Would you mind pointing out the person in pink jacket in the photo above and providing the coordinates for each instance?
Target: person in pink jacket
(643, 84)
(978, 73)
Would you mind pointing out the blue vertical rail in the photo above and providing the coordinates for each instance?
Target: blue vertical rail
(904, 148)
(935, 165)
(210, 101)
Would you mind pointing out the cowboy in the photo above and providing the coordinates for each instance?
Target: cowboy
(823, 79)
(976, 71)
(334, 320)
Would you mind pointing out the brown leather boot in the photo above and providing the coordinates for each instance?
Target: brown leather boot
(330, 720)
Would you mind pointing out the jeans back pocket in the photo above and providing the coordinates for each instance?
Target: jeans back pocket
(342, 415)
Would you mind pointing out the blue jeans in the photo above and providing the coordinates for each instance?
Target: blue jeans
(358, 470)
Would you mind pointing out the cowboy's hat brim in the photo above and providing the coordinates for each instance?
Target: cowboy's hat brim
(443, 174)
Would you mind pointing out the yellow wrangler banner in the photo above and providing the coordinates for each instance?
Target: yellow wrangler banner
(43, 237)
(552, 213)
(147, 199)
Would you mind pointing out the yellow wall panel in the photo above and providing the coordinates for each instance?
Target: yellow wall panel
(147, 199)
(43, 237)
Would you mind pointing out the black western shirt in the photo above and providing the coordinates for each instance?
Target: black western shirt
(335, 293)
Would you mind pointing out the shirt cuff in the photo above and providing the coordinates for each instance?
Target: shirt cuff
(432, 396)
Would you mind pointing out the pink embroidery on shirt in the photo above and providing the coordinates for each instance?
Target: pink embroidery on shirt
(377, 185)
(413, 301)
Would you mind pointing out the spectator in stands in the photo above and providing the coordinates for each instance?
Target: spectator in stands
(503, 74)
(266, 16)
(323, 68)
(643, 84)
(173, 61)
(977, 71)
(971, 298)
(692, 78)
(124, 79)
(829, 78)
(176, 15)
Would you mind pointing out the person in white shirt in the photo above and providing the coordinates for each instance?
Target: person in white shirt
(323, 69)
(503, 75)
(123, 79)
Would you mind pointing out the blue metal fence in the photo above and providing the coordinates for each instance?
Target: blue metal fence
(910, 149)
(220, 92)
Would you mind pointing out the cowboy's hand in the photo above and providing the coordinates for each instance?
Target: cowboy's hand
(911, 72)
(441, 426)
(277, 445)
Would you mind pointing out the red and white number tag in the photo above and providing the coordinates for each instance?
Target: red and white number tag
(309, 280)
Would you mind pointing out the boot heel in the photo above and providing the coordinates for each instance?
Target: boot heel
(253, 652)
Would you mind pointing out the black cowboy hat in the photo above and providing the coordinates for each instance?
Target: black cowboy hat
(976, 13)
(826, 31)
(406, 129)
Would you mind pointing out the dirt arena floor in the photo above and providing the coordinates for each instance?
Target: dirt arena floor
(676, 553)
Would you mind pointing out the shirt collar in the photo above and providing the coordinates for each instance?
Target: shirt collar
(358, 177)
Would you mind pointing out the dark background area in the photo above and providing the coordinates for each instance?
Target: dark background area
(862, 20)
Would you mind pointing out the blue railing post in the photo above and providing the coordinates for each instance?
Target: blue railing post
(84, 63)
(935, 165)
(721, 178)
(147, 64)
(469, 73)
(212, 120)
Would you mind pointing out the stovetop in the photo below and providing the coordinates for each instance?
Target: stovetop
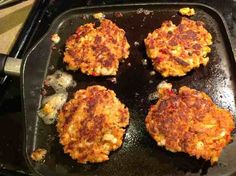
(11, 119)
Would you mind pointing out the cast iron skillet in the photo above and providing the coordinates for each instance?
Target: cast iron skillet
(139, 154)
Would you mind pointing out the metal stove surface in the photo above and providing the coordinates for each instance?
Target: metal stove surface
(11, 119)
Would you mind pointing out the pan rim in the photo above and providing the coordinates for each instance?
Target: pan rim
(56, 22)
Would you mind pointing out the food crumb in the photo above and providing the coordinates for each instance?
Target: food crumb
(85, 17)
(144, 61)
(136, 43)
(118, 14)
(152, 73)
(39, 154)
(113, 80)
(147, 12)
(99, 16)
(150, 81)
(153, 96)
(144, 11)
(139, 11)
(55, 38)
(187, 11)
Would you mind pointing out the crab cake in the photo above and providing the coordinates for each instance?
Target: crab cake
(97, 51)
(175, 50)
(190, 122)
(92, 124)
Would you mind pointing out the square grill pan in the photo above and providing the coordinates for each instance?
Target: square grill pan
(139, 154)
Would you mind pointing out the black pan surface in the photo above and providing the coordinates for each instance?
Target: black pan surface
(139, 155)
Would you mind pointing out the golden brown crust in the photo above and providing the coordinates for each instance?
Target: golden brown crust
(96, 51)
(175, 50)
(92, 124)
(190, 122)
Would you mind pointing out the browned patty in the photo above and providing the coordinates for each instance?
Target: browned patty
(175, 50)
(97, 51)
(190, 122)
(92, 124)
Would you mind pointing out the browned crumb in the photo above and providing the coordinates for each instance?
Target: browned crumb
(39, 154)
(187, 11)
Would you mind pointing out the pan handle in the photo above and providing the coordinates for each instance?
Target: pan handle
(9, 65)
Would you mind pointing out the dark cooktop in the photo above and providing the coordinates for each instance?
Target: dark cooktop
(11, 119)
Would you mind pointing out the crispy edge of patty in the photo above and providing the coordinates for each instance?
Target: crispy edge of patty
(204, 135)
(92, 124)
(97, 51)
(173, 49)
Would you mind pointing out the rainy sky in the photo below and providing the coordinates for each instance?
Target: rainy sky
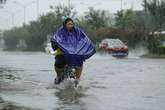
(13, 14)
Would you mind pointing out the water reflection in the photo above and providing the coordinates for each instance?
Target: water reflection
(71, 99)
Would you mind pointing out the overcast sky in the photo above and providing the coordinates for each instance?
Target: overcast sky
(81, 6)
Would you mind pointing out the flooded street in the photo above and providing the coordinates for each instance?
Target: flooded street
(26, 83)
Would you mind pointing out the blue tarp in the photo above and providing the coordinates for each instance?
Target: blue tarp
(77, 47)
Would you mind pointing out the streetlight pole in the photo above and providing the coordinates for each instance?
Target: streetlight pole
(121, 5)
(24, 6)
(37, 8)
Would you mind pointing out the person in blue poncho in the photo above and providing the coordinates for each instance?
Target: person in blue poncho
(72, 48)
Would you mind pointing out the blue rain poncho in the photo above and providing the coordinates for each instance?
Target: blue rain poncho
(75, 44)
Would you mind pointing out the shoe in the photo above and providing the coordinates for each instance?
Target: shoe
(57, 80)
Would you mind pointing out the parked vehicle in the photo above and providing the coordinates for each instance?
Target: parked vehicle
(115, 47)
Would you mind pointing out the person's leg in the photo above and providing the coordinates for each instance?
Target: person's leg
(59, 67)
(78, 72)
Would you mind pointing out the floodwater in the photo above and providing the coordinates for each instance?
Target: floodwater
(26, 83)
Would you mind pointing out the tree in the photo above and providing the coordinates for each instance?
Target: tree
(156, 8)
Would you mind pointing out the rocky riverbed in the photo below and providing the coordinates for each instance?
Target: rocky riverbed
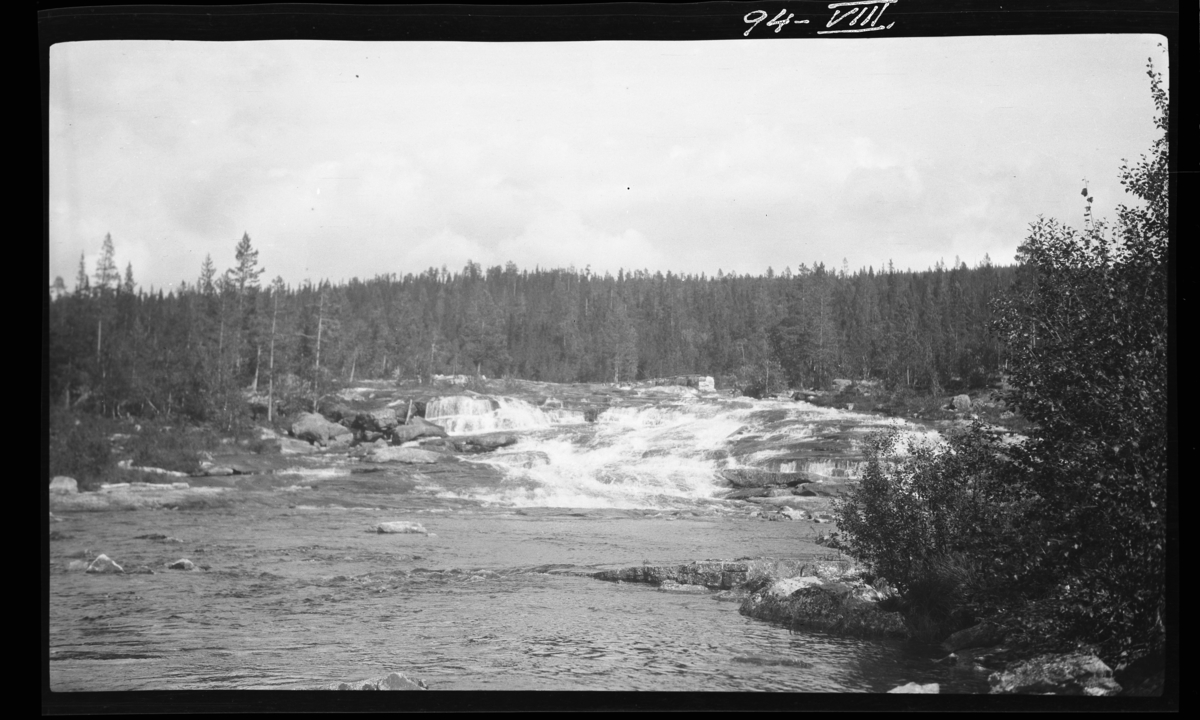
(468, 547)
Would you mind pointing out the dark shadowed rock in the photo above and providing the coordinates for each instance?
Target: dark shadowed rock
(381, 421)
(64, 485)
(742, 478)
(417, 427)
(405, 455)
(1078, 673)
(711, 575)
(977, 636)
(832, 607)
(485, 443)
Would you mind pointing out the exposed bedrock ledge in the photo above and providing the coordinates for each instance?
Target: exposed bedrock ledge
(831, 607)
(721, 576)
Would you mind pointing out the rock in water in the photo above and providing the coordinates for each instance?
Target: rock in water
(294, 447)
(406, 455)
(795, 513)
(316, 429)
(430, 429)
(382, 420)
(1078, 673)
(103, 564)
(395, 681)
(784, 588)
(417, 427)
(977, 636)
(485, 443)
(401, 527)
(913, 688)
(64, 485)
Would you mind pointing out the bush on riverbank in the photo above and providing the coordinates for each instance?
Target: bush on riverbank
(1059, 539)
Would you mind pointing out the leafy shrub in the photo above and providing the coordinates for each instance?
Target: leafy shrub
(1060, 538)
(79, 447)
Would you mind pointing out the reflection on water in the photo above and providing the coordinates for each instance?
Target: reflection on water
(300, 593)
(493, 600)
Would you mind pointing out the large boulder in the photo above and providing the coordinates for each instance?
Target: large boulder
(64, 485)
(431, 430)
(1078, 673)
(977, 636)
(319, 431)
(417, 427)
(917, 689)
(382, 420)
(828, 607)
(103, 564)
(715, 575)
(401, 527)
(395, 681)
(485, 443)
(294, 447)
(406, 455)
(742, 478)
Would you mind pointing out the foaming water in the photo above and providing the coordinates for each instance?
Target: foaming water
(659, 456)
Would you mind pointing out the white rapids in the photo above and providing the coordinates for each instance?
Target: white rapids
(658, 456)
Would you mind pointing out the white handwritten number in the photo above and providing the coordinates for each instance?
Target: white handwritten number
(778, 22)
(762, 16)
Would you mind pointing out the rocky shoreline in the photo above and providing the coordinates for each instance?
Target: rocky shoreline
(833, 597)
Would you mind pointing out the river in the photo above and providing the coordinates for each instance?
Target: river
(297, 591)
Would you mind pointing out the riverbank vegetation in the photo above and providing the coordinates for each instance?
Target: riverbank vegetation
(1060, 539)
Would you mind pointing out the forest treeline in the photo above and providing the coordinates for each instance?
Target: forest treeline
(193, 349)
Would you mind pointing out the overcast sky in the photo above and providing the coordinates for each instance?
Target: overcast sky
(352, 159)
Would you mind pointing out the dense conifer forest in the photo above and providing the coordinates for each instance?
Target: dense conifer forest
(195, 349)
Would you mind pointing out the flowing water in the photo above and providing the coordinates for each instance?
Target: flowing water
(298, 592)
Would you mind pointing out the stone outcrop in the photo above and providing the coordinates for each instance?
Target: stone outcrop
(64, 485)
(417, 427)
(1078, 673)
(977, 636)
(382, 421)
(714, 575)
(401, 527)
(105, 564)
(319, 431)
(827, 607)
(294, 447)
(745, 478)
(405, 455)
(395, 681)
(485, 443)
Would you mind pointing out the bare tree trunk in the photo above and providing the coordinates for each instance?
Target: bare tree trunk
(258, 357)
(270, 379)
(316, 375)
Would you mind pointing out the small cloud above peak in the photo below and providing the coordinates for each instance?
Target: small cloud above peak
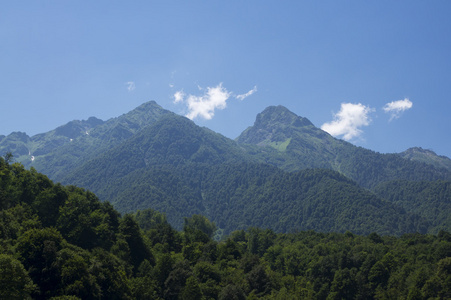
(348, 121)
(179, 96)
(396, 108)
(212, 98)
(243, 96)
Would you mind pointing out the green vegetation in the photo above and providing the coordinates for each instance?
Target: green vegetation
(61, 242)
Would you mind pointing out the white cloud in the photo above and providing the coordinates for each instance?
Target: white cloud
(204, 106)
(179, 96)
(243, 96)
(130, 86)
(348, 121)
(396, 108)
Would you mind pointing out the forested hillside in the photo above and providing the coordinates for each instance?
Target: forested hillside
(430, 200)
(181, 169)
(301, 145)
(61, 150)
(282, 173)
(61, 242)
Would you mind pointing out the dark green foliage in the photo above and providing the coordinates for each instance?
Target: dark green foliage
(15, 284)
(430, 200)
(427, 156)
(115, 258)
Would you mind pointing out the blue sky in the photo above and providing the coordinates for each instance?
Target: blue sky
(376, 73)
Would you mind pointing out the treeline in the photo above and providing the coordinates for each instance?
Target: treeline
(61, 242)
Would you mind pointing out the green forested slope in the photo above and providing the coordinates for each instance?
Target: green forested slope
(302, 145)
(427, 156)
(61, 150)
(181, 169)
(430, 200)
(61, 242)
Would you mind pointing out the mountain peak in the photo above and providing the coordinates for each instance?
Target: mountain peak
(279, 115)
(275, 124)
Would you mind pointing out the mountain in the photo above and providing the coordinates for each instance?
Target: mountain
(428, 157)
(429, 199)
(301, 145)
(181, 169)
(282, 173)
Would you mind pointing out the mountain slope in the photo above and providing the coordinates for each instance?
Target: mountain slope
(179, 168)
(428, 157)
(57, 152)
(301, 145)
(171, 141)
(430, 200)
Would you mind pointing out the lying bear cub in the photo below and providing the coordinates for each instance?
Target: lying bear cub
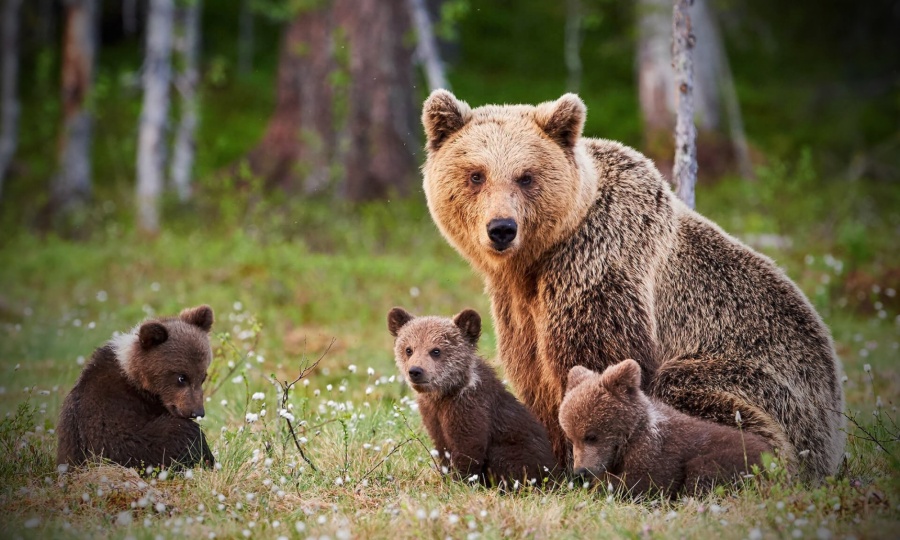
(477, 426)
(136, 399)
(621, 436)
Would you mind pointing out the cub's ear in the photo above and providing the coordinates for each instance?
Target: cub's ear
(443, 115)
(577, 375)
(151, 334)
(624, 376)
(469, 321)
(563, 119)
(200, 316)
(397, 318)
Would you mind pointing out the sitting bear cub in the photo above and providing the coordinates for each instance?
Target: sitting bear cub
(621, 436)
(477, 426)
(135, 400)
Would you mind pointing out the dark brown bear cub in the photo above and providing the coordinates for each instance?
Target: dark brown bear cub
(477, 426)
(136, 399)
(621, 436)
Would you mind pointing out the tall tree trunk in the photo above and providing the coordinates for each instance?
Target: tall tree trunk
(684, 172)
(427, 47)
(297, 147)
(188, 48)
(154, 114)
(245, 39)
(9, 93)
(574, 17)
(381, 119)
(72, 184)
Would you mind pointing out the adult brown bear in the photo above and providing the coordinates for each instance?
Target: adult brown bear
(589, 259)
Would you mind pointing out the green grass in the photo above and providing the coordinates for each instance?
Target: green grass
(288, 278)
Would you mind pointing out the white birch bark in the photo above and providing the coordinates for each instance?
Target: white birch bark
(154, 114)
(9, 95)
(426, 47)
(187, 46)
(684, 171)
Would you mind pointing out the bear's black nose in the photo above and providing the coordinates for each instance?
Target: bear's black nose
(416, 374)
(502, 232)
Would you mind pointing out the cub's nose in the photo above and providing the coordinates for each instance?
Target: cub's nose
(416, 374)
(502, 232)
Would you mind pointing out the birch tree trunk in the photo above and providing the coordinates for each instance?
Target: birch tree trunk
(9, 93)
(426, 46)
(573, 44)
(154, 114)
(684, 172)
(72, 184)
(187, 46)
(381, 121)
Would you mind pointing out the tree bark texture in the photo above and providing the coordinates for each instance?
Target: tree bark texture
(381, 123)
(9, 92)
(344, 103)
(187, 46)
(72, 183)
(684, 172)
(427, 47)
(154, 114)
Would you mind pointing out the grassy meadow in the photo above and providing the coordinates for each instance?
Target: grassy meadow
(293, 282)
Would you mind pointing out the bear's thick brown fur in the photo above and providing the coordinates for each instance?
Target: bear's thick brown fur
(135, 401)
(621, 436)
(589, 259)
(477, 426)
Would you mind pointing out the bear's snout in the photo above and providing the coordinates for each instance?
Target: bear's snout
(502, 232)
(416, 374)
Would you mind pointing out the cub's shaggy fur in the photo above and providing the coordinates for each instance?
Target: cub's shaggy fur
(621, 436)
(135, 401)
(589, 259)
(477, 426)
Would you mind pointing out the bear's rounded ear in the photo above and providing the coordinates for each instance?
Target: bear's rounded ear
(624, 376)
(577, 375)
(397, 318)
(151, 334)
(443, 115)
(200, 316)
(469, 322)
(563, 119)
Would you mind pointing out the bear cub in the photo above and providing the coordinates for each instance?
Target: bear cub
(621, 436)
(136, 399)
(478, 427)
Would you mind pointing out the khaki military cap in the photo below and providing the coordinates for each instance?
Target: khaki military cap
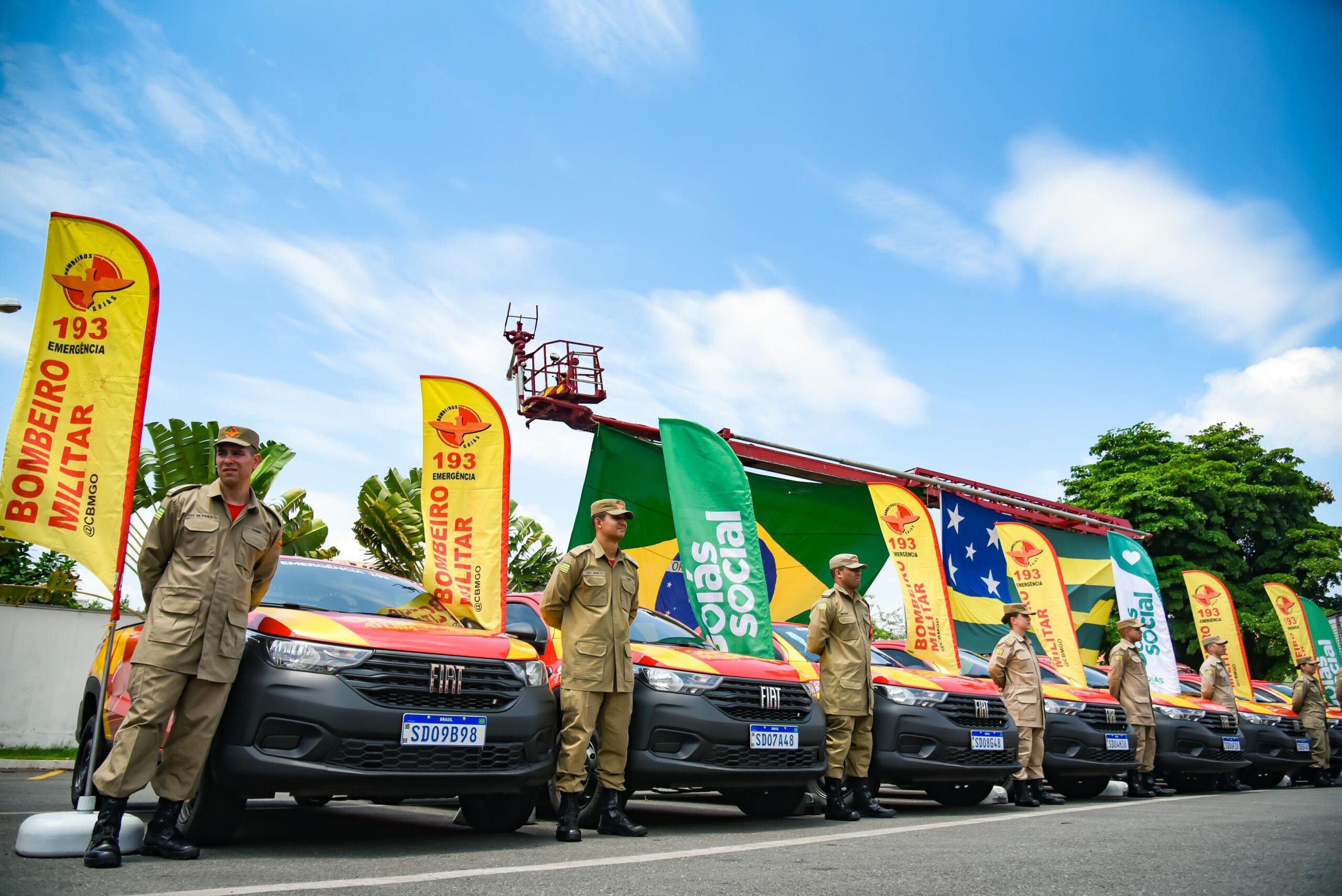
(846, 561)
(1012, 609)
(238, 436)
(611, 506)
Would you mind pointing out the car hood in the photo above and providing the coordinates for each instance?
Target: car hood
(387, 633)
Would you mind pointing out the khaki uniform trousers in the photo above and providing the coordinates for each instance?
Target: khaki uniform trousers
(608, 714)
(849, 745)
(1318, 746)
(1145, 748)
(156, 695)
(1030, 754)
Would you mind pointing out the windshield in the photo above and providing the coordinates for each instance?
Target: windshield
(352, 589)
(650, 628)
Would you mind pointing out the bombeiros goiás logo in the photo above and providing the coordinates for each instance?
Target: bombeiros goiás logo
(86, 278)
(458, 427)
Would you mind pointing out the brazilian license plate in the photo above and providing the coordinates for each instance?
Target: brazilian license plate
(775, 737)
(442, 730)
(987, 741)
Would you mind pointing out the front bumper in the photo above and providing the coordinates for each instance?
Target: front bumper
(682, 741)
(921, 745)
(1270, 749)
(1075, 749)
(1191, 748)
(312, 734)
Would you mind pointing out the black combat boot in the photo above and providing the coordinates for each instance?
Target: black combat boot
(1156, 789)
(1044, 799)
(612, 820)
(161, 837)
(864, 800)
(568, 828)
(1137, 786)
(105, 846)
(1020, 793)
(835, 808)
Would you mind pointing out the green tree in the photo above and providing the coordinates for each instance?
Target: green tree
(1221, 502)
(389, 528)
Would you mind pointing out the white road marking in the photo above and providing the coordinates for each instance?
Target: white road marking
(651, 858)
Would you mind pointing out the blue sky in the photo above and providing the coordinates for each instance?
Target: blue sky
(850, 227)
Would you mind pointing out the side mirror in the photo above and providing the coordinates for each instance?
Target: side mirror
(523, 632)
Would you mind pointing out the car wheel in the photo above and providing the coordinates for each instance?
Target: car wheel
(1184, 782)
(312, 803)
(212, 815)
(84, 762)
(960, 793)
(1086, 788)
(768, 803)
(497, 813)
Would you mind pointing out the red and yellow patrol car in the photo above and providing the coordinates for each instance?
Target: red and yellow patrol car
(358, 683)
(702, 719)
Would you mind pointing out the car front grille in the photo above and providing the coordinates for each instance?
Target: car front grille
(1097, 715)
(403, 681)
(975, 713)
(730, 757)
(967, 757)
(1221, 722)
(745, 699)
(388, 756)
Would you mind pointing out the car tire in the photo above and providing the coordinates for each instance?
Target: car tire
(499, 813)
(1086, 788)
(768, 803)
(212, 815)
(84, 762)
(960, 793)
(312, 803)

-------------------------

What this task involves: Put the part of the records that opens with the line containing "Would you mind pointing out the car front" and runs to the end of the records into a numbered list, one line per item, leaving out any blank lines.

Problem solution:
1. Would you mind pointing out the car front grille in the photo above and providing the coordinates for each instance?
2. Target: car front grille
3. (1097, 715)
4. (403, 681)
5. (975, 713)
6. (730, 757)
7. (967, 757)
8. (1221, 722)
9. (745, 699)
10. (388, 756)
11. Would you mind pointing out the car tire in the photo above and providing the coordinates for each instance?
12. Target: car tire
13. (499, 813)
14. (1086, 788)
15. (768, 803)
16. (212, 815)
17. (84, 762)
18. (960, 793)
19. (312, 803)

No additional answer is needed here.